"""

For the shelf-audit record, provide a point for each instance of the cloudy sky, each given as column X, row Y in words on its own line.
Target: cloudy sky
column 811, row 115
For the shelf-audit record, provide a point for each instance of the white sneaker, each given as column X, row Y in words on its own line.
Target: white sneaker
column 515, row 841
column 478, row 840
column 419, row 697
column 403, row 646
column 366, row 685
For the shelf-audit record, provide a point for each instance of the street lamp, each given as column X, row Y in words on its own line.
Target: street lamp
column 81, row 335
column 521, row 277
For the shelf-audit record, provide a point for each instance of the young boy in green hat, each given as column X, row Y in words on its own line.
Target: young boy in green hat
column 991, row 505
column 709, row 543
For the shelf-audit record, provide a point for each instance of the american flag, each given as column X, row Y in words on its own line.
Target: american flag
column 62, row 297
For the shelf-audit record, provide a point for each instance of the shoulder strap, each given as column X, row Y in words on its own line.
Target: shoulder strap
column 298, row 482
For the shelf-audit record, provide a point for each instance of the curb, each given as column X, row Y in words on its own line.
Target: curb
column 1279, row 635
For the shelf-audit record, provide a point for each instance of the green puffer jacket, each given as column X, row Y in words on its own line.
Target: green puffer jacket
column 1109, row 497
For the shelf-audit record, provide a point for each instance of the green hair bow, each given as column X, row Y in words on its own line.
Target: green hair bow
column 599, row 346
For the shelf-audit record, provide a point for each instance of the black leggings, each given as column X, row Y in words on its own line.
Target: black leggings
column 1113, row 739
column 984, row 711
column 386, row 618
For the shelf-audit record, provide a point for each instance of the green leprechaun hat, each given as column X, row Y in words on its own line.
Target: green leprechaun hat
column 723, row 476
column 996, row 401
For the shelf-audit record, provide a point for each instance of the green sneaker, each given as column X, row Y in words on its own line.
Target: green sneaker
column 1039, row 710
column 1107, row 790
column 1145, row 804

"""

Given problem:
Copy the lines of the items from the one holding "of the shoulder" through the one holding "column 386, row 618", inclusive, swapping "black leggings" for "dark leggings" and leaving everything else as it stands. Give only those lines.

Exercise answer:
For the shelf-audit record, provide a point for each instance of the shoulder strap, each given as column X, row Y in words on its own line.
Target: shoulder strap
column 298, row 482
For the shelf-audit record, provide a point for each instance of the curb, each given as column X, row Y in words on its own line.
Target: curb
column 1279, row 635
For the shelf-audit record, provide a point for each instance of the green puffer jacket, each given as column X, row Y in words on its own line.
Target: green puffer jacket
column 1109, row 497
For the shelf-audit record, provide a point for each instance of the green hair bow, each given as column X, row Y in words on its own line.
Target: green hair bow
column 599, row 346
For the shelf-audit record, provide a point for each instance of the dark leggings, each given as column X, row Y in words on its own line.
Target: dark leggings
column 1113, row 739
column 984, row 711
column 386, row 618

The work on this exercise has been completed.